=== What to produce ===
Every record needs to be restated word for word.

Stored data
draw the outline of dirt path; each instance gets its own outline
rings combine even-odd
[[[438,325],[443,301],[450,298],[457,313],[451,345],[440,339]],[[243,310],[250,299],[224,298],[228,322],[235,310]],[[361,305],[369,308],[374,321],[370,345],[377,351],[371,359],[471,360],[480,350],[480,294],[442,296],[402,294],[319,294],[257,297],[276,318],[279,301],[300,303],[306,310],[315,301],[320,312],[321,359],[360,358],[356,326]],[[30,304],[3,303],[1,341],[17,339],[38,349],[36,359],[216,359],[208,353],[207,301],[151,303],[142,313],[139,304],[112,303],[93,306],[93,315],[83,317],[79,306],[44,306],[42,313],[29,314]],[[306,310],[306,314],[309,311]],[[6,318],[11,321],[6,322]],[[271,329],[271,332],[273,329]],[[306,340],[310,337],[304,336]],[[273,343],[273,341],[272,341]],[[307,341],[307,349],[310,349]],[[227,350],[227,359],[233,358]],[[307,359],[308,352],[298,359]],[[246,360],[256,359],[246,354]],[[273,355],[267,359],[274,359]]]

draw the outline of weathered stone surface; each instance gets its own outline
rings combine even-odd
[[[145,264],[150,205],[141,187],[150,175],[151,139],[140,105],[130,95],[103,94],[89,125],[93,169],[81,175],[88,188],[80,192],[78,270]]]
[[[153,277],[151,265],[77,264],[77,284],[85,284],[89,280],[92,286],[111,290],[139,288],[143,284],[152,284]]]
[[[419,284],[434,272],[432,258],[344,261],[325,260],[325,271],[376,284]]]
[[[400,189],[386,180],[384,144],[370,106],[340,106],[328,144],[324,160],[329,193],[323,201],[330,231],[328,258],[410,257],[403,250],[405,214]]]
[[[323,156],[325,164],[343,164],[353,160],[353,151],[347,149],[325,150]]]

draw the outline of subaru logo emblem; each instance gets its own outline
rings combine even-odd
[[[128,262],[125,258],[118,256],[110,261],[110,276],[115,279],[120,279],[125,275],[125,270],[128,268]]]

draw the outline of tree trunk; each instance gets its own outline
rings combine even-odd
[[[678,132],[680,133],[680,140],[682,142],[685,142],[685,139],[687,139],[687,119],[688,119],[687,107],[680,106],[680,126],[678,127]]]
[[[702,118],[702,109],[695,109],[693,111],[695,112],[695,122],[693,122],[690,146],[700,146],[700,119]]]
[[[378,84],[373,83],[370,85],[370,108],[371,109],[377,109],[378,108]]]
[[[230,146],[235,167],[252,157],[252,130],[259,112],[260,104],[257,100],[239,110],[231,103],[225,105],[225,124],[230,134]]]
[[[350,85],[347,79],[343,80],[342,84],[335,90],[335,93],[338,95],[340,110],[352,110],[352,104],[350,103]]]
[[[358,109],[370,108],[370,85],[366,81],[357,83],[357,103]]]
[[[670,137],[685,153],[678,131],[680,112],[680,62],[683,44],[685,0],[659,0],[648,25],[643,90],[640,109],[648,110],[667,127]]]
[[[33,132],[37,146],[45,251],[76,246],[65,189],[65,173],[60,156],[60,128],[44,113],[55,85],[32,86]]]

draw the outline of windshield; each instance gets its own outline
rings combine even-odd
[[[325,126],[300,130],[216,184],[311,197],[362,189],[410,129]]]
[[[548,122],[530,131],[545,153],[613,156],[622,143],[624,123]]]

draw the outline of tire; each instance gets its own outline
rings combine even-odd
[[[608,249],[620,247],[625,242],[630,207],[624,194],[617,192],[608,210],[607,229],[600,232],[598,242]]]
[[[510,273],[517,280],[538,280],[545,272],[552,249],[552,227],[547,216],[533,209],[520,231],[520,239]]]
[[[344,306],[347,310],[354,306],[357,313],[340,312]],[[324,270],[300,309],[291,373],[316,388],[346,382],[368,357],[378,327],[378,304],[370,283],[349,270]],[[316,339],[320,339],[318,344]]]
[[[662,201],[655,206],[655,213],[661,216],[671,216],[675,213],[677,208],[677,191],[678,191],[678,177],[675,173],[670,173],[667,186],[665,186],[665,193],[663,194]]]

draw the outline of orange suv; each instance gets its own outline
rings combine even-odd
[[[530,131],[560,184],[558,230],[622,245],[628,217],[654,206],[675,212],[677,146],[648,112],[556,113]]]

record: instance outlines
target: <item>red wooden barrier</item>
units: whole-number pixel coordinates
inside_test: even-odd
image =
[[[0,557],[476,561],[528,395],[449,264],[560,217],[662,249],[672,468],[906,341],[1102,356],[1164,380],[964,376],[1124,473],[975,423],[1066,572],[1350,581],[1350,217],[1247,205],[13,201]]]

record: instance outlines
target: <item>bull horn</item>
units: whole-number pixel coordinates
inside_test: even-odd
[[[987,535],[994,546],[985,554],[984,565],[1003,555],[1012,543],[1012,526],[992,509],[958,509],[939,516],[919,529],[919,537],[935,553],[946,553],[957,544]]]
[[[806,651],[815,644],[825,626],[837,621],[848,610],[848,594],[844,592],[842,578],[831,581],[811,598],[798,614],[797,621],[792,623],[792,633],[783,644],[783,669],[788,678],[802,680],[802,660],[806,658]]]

=== Written response ===
draw the outline of dirt path; each instance gets its own outline
rings combine even-odd
[[[438,325],[443,301],[450,298],[457,313],[451,345],[440,339]],[[243,310],[250,299],[224,298],[228,322],[235,310]],[[361,305],[369,308],[374,321],[370,345],[377,351],[371,359],[471,360],[480,350],[480,294],[442,296],[402,294],[319,294],[257,297],[276,318],[279,301],[300,303],[306,310],[315,301],[320,312],[321,359],[360,358],[356,326]],[[30,304],[3,303],[1,341],[17,339],[38,349],[36,359],[216,359],[208,353],[207,301],[151,303],[142,313],[139,304],[112,303],[93,306],[93,315],[83,317],[79,306],[44,306],[42,313],[29,314]],[[306,310],[306,314],[309,311]],[[6,318],[11,321],[6,322]],[[271,329],[271,332],[273,329]],[[306,340],[310,337],[304,336]],[[273,343],[273,341],[272,341]],[[307,341],[307,349],[310,349]],[[227,350],[227,359],[233,358]],[[307,359],[308,352],[298,359]],[[246,360],[256,359],[246,354]],[[273,355],[267,359],[274,359]]]

draw the outline of weathered stone surface; each instance gets its own outline
rings combine even-odd
[[[145,264],[150,205],[141,187],[150,175],[151,139],[140,105],[130,95],[103,94],[89,125],[93,169],[81,175],[88,188],[80,192],[78,270]]]
[[[153,277],[151,265],[77,264],[77,284],[85,284],[89,280],[92,286],[111,290],[139,288],[143,284],[152,284]]]
[[[419,284],[434,272],[432,258],[344,261],[325,260],[325,271],[376,284]]]
[[[400,189],[386,180],[384,144],[370,106],[340,106],[328,144],[324,160],[329,193],[323,201],[330,231],[328,258],[410,257],[403,250],[405,214]]]
[[[323,156],[325,164],[343,164],[353,160],[353,151],[347,149],[325,150]]]

draw the outline of subaru logo emblem; each instance gets its own outline
rings combine even-odd
[[[128,262],[125,258],[118,256],[110,261],[110,276],[115,279],[120,279],[125,275],[125,270],[128,268]]]

draw the outline of tree trunk; each instance gets its own outline
rings combine even-odd
[[[678,132],[680,133],[680,140],[682,142],[685,142],[685,139],[687,139],[687,119],[688,119],[687,107],[680,106],[680,126],[678,127]]]
[[[702,118],[702,109],[695,109],[693,111],[695,112],[695,122],[693,122],[690,146],[700,146],[700,119]]]
[[[378,84],[373,83],[370,85],[370,108],[371,109],[377,109],[378,108]]]
[[[230,146],[235,167],[252,157],[252,130],[259,112],[260,104],[257,100],[239,110],[231,103],[225,105],[225,124],[230,134]]]
[[[350,85],[347,79],[343,80],[342,84],[335,90],[335,93],[338,95],[340,110],[352,110],[352,104],[350,103]]]
[[[358,109],[370,108],[370,85],[366,81],[357,83],[357,103]]]
[[[670,137],[685,153],[678,131],[680,112],[680,62],[683,44],[685,0],[659,0],[648,25],[643,90],[640,109],[648,110],[667,127]]]
[[[33,132],[37,146],[45,251],[76,246],[65,189],[65,173],[60,156],[60,128],[44,113],[55,85],[32,86]]]

draw the outline of windshield; each instance gets its own outline
rings combine even-odd
[[[325,126],[300,130],[216,184],[311,197],[362,189],[410,129]]]
[[[548,122],[530,131],[545,153],[613,156],[622,143],[624,123]]]

draw the outline of tire; each instance gets its own outline
rings combine even-odd
[[[608,249],[620,247],[625,242],[630,207],[624,194],[617,192],[608,210],[607,229],[600,232],[598,242]]]
[[[510,273],[517,280],[538,280],[545,272],[552,249],[552,227],[547,216],[533,209],[520,231],[520,239]]]
[[[344,306],[347,310],[354,306],[357,313],[340,312]],[[324,270],[300,309],[291,373],[316,388],[346,382],[368,357],[378,327],[378,304],[370,283],[349,270]],[[316,339],[320,339],[318,344]]]
[[[662,201],[655,206],[655,213],[661,216],[671,216],[675,213],[677,208],[677,191],[678,191],[678,177],[675,173],[670,173],[667,186],[665,186],[665,193],[663,194]]]

draw the outline of orange suv; each instance gets its own outline
rings combine even-odd
[[[530,131],[560,184],[558,230],[622,245],[628,217],[654,206],[675,212],[677,146],[648,112],[556,113]]]

record: instance outlines
target: <item>red wooden barrier</item>
units: whole-number pixel coordinates
inside_test: even-odd
image =
[[[0,557],[476,561],[528,395],[449,264],[560,217],[662,249],[672,468],[906,341],[1102,356],[1164,380],[964,376],[1124,473],[975,423],[1066,572],[1350,581],[1350,217],[1247,205],[13,201]]]

record: instance outlines
target: <item>bull horn</item>
units: whole-number pixel coordinates
inside_test: even-odd
[[[987,535],[994,546],[985,554],[984,565],[1003,555],[1012,543],[1012,526],[992,509],[958,509],[939,516],[919,529],[919,537],[935,553],[946,553],[957,544]]]
[[[806,651],[815,644],[825,626],[837,621],[848,610],[848,594],[844,592],[842,578],[831,581],[811,598],[798,614],[797,621],[792,623],[792,633],[783,644],[783,669],[788,678],[802,680],[802,660],[806,658]]]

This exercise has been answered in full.